Information given:
>> BEGIN

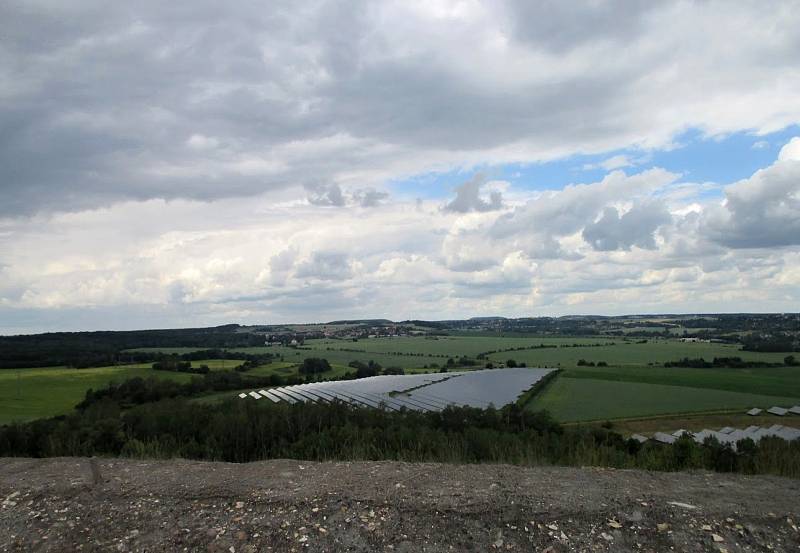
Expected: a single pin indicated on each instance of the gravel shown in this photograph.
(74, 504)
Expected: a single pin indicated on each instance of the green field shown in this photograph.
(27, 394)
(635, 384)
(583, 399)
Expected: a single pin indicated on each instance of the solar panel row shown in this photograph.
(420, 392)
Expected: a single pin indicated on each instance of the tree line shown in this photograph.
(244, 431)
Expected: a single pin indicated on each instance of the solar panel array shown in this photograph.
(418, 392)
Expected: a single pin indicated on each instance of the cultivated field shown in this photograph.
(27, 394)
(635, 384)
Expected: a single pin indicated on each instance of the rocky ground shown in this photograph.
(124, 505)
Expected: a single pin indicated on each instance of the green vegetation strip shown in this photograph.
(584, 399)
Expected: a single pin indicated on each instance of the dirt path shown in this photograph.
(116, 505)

>> END
>> BEGIN

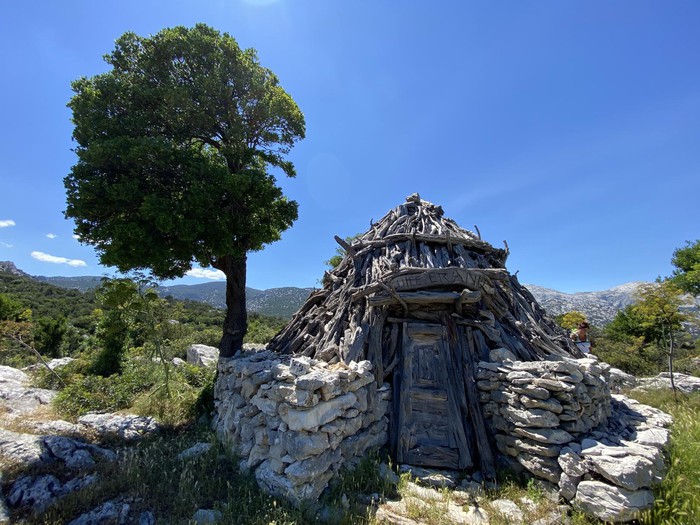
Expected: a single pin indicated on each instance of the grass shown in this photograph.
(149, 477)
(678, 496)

>> END

Problem requirements: State how many lines of the material above contain the string "this", treating case as significant. Reply with the number alone.

Finished task: 10